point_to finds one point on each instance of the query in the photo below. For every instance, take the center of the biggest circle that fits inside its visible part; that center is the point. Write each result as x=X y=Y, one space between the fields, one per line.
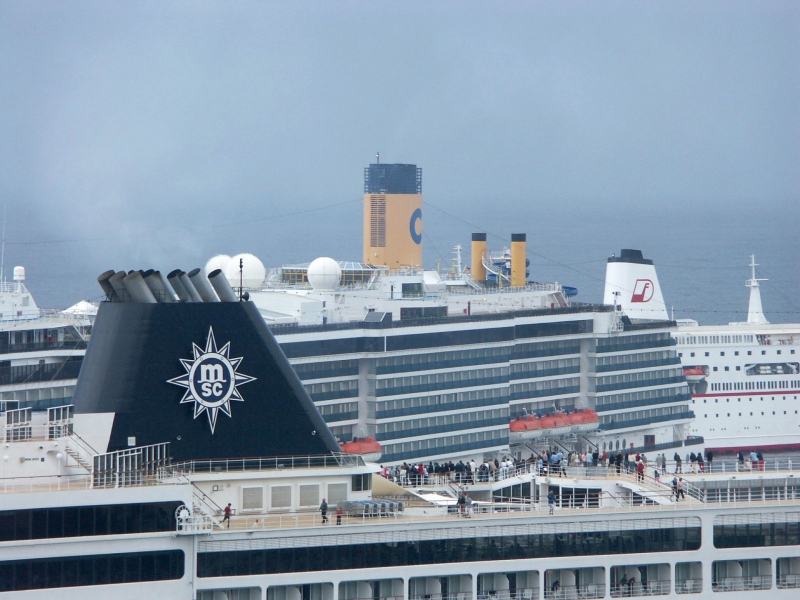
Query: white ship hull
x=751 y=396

++++++++++

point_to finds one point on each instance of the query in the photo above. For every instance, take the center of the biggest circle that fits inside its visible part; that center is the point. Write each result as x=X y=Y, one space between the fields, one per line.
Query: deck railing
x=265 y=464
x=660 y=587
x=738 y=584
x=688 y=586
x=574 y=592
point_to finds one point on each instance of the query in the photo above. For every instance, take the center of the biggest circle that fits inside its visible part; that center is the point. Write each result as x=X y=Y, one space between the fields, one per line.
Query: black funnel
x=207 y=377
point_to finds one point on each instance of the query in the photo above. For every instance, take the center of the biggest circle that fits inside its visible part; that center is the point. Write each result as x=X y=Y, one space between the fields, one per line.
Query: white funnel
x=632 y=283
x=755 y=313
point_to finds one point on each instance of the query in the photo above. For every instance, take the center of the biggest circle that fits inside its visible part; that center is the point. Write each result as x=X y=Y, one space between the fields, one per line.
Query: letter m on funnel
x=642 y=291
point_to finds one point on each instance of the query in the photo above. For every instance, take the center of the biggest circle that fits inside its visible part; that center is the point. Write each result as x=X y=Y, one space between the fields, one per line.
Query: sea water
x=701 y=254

++++++++++

* WRITTEN PROBLEM
Please pick out and copy every line in the items above that contains the word "white", matching case exactly.

* WRITTEN RESPONSE
Query: white ship hull
Query: white funnel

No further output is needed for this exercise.